§ Record list:
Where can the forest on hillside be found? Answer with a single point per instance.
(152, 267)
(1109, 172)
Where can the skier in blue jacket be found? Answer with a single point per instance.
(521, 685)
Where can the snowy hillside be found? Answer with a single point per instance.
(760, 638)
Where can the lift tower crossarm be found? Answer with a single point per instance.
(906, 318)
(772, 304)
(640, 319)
==
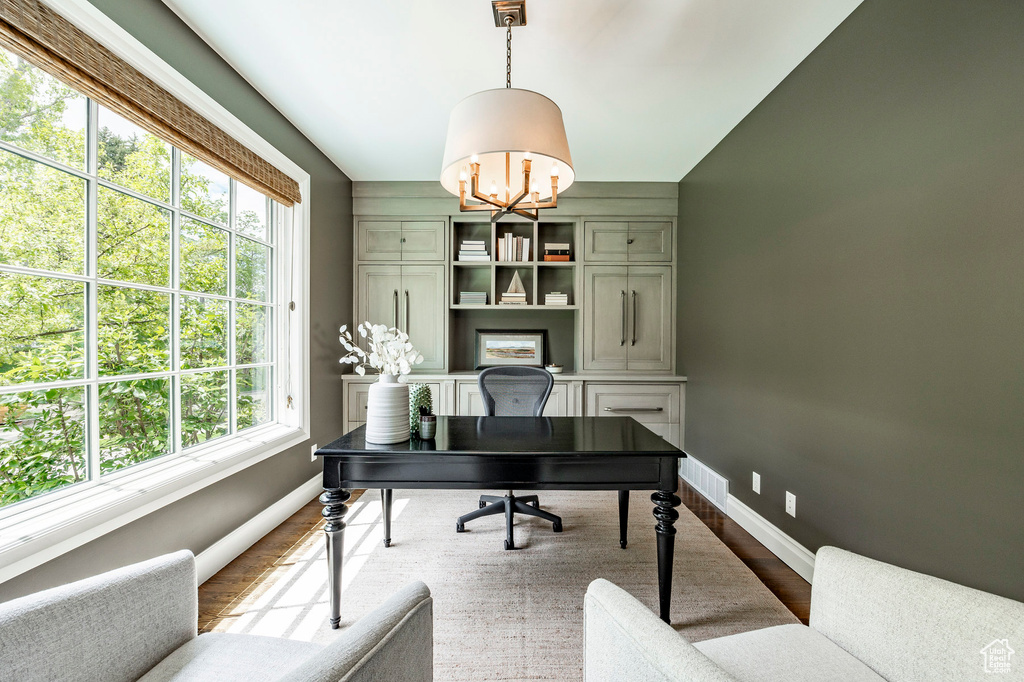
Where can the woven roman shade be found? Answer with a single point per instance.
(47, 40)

§ Short problem:
Gather every line above that contains the string 'single'. Case counts.

§ Final result:
Where can the forest on hillside be found? Answer with a single point per instance.
Where can the skier in blue jacket be found? Answer with a single point per instance.
Where can the snowy hillside be found? Answer with a single point per instance.
Where can the lift tower crossarm be found? Answer with a single point per instance.
Where can the woven roman shade be found? Answer with a single point per instance.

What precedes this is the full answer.